--- START SUPPLIED RECORDS ---
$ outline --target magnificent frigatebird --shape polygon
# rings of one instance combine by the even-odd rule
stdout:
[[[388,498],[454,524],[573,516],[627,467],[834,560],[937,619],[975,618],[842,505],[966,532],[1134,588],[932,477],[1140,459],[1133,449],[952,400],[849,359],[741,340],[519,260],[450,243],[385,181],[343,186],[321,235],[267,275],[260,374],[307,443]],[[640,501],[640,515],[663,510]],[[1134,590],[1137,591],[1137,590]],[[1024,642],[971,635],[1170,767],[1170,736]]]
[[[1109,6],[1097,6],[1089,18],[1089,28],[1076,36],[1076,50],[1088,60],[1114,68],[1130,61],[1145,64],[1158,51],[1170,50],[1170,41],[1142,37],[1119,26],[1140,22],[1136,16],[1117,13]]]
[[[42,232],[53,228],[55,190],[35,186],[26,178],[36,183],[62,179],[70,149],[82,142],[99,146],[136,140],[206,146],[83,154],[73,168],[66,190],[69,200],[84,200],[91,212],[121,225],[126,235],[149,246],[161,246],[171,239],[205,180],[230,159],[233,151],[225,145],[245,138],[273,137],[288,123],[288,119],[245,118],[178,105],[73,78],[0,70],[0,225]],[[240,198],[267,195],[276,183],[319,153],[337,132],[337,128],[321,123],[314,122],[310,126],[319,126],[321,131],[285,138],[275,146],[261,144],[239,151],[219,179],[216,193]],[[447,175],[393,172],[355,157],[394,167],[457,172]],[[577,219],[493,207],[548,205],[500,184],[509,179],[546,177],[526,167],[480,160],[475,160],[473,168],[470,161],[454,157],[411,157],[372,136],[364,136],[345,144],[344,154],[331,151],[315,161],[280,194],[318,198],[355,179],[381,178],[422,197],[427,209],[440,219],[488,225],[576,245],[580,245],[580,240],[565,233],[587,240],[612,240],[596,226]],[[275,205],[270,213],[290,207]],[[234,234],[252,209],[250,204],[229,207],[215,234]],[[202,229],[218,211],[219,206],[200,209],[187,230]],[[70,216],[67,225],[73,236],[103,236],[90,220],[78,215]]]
--- END SUPPLIED RECORDS ---
EXERCISE => Type out all of the material again, word for word.

CORRECT ANSWER =>
$ outline --target magnificent frigatebird --shape polygon
# rings of one instance combine by the even-odd rule
stdout:
[[[388,498],[454,524],[573,516],[627,467],[834,560],[937,619],[975,618],[842,505],[966,532],[1134,588],[932,477],[1140,459],[1133,449],[952,400],[849,359],[741,340],[519,260],[450,243],[385,181],[343,186],[321,235],[267,275],[260,374],[307,443]],[[640,501],[640,515],[663,510]],[[1134,590],[1137,591],[1137,590]],[[1024,642],[971,635],[1170,767],[1170,736]]]
[[[1109,6],[1097,6],[1089,18],[1089,28],[1076,36],[1076,50],[1088,60],[1114,68],[1130,61],[1145,64],[1158,51],[1170,50],[1170,41],[1142,37],[1119,26],[1140,22],[1136,16],[1117,13]]]
[[[42,232],[53,228],[55,190],[35,186],[26,178],[36,183],[62,179],[70,149],[82,142],[99,146],[136,140],[206,146],[83,154],[73,168],[66,190],[69,200],[84,200],[91,212],[121,225],[126,235],[149,246],[161,246],[171,239],[205,180],[230,159],[233,151],[225,145],[245,138],[273,137],[288,123],[288,119],[245,118],[178,105],[73,78],[0,70],[0,225]],[[240,198],[267,195],[276,183],[319,153],[337,132],[337,128],[321,123],[314,122],[310,126],[319,126],[321,131],[285,138],[275,146],[261,144],[239,151],[219,179],[216,193]],[[447,175],[393,172],[355,157],[394,167],[457,172]],[[577,219],[493,207],[548,205],[500,184],[509,179],[546,177],[526,167],[480,160],[475,160],[473,168],[470,161],[454,157],[411,157],[372,136],[364,136],[345,144],[344,154],[331,151],[315,161],[280,194],[318,198],[355,179],[381,178],[422,197],[427,209],[440,219],[488,225],[576,245],[580,245],[580,240],[565,233],[587,240],[612,240],[596,226]],[[275,205],[270,213],[290,207]],[[234,234],[252,209],[250,204],[229,207],[215,234]],[[202,229],[218,211],[219,206],[200,209],[187,230]],[[70,216],[67,225],[73,236],[103,236],[90,220],[78,215]]]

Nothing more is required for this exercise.